• [TAREFAS]
a) Liste os tipos de signos convencionais citados na definição de linguagem do texto sobre o ensaio Especular.
b) Prolongue o texto sobre o ensaio Especular a partir da última frase apresentada.

• [TRECHO DA PÁGINA]
▼

Especular
Ensaio Pré-selecionado de Roberto Svolenski
Procurando pelos dicionários, encontramos a definição de linguagem como sendo qualquer meio sistemático de comunicar ideias ou sentimentos através de signos convencionais, sonoros, gráficos ou gestuais. Na fotografia isso não é diferente, pois cada fotógrafo procura desenvolver uma linguagem sendo mediado por um aparelho. Segundo o fotógrafo e historiador Boris Kossoy “ o registro visual documenta, por outro lado, a própria atitude do fotógrafo diante da realidade; seu estado de espírito e sua ideologia acabam transparecendo em suas imagens, particularmente naquelas que realiza para si mesmo enquanto forma de expressão pessoal.” Essa expressão pessoal desenvolvida pelo fotógrafo é que faz a diferença ao longo de seus registros, deixando de ser apenas um registro casual para se transformar em observações intensas daquilo que o rodeia. E nesse sentido de observar com mais atenção aquilo que está a nossa volta é que o ensaio fotográfico denominado Especular surgiu. Situações corriqueiras do cotidiano e dessa urbanidade são apresentadas nas fotografias em preto e branco para realçar os contrastes e texturas do movimento quase caótico de uma cidade num período pós-chuva.

▲

[Registros de dados coletados]
▼

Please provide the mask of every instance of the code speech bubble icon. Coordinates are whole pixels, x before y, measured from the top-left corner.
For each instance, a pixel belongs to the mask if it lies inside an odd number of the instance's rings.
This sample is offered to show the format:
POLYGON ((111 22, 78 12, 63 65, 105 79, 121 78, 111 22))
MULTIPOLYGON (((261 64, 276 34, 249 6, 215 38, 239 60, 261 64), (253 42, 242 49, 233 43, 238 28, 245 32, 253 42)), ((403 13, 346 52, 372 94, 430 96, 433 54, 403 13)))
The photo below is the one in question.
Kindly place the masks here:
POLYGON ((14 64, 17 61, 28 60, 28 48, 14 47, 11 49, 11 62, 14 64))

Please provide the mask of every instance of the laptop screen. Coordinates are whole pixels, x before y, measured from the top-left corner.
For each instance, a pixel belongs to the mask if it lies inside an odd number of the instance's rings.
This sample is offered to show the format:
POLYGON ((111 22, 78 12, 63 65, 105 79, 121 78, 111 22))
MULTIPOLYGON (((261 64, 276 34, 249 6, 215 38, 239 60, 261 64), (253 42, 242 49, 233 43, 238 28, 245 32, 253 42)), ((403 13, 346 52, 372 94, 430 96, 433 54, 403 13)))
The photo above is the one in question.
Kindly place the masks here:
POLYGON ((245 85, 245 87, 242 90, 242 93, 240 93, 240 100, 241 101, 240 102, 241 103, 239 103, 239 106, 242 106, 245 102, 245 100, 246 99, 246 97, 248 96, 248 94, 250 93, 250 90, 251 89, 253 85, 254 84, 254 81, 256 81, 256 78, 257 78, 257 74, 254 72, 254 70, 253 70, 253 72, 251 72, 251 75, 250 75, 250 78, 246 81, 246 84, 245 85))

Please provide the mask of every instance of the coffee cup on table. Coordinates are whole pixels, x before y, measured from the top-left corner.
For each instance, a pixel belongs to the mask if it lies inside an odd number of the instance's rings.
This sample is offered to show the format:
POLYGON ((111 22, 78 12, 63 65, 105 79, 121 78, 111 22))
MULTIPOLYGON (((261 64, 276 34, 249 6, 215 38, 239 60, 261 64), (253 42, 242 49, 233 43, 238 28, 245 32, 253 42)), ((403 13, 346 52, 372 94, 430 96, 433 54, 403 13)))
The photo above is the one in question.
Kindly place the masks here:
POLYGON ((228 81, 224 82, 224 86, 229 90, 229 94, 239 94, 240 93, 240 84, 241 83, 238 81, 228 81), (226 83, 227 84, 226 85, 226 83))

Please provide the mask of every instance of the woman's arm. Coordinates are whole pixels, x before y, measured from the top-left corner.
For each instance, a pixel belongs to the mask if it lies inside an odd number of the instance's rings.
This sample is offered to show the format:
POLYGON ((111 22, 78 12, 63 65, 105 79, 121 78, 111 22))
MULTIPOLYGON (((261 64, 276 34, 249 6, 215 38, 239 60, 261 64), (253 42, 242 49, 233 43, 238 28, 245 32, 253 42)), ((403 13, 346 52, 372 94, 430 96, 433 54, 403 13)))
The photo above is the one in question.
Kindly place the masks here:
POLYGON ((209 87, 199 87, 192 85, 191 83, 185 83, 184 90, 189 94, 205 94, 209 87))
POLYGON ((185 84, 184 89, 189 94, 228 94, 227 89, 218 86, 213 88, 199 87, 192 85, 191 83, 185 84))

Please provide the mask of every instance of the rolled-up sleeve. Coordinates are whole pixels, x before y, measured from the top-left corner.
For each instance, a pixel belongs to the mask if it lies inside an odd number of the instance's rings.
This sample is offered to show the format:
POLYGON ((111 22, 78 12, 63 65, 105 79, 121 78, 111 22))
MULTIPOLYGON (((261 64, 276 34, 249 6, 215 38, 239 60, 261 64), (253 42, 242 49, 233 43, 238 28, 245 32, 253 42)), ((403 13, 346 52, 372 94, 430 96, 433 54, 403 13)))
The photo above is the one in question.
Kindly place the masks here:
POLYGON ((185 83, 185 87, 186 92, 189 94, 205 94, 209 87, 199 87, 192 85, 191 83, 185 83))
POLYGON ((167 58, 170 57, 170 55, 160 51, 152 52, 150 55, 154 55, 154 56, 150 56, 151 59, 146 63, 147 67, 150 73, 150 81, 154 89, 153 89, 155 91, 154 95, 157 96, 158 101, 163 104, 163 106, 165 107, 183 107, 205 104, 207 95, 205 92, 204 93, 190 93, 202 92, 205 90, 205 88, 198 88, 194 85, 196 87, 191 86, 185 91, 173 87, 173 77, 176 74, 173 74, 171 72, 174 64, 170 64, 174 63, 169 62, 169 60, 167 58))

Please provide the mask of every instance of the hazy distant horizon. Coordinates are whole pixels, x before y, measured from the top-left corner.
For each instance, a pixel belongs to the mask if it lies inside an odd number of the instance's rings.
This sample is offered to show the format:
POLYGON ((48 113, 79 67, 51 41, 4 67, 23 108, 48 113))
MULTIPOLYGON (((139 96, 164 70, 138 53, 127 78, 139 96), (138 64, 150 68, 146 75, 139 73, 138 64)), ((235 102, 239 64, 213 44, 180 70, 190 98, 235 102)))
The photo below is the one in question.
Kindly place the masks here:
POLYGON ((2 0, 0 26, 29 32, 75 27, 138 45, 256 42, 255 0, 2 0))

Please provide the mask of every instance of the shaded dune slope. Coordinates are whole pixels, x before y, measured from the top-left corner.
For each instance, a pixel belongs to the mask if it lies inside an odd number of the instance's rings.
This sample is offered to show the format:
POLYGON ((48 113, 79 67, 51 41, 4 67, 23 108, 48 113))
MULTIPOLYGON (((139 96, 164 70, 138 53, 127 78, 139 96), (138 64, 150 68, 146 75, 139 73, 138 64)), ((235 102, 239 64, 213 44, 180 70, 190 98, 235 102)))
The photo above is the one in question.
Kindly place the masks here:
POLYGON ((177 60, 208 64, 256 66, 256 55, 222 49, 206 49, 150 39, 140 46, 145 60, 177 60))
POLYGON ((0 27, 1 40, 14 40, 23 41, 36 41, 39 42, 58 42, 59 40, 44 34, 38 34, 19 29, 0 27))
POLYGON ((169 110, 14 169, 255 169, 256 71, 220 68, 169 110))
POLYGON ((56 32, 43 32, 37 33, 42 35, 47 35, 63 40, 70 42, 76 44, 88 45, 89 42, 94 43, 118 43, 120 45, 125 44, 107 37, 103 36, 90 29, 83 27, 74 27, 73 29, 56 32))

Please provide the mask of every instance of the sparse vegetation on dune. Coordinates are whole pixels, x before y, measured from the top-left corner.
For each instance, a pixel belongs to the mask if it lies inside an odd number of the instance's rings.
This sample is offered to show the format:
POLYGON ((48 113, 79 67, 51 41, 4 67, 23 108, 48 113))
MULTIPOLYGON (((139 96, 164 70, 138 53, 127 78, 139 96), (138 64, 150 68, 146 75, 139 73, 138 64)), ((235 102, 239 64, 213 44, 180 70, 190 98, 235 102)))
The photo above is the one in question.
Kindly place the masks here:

▲

• [RESPOSTAS]
a) Sonoros, gráficos e gestuais.

b)
A palavra Especular, como verbo, tem como significado o fato de ser uma investigação e o estudo criterioso de todos os detalhes em uma pesquisa. Entretanto, como adjetivo, especular é a imagem refletida no espelho, o contrário do que vemos, ou seja, aquilo que se inverte. Dessa forma, podemos compreender que essa investigação sobre a reflexão especular absorve a ambiguidade da palavra. Arlindo Machado (1949–2020) no livro A ilusão especular (1984) afirma que “o que nós chamamos aqui “ilusão especular” não é senão um conjunto de arquétipos e convenções historicamente formados que permitiram florescer e suportar essa vontade de colecionar simulacros ou espelhos do mundo, para lhes atribuir um poder revelatório.” Esse conjunto de impressões sobre a imagem provoca essa vontade de colecionismo de imagens, a fotografia como um espelho do real conforme Philippe Dubois. Machado complementa ainda que “a fotografia em particular, desde os primórdios de sua prática, tem sido conhecida como o “espelho do mundo”, só que um espelho dotado de memória.”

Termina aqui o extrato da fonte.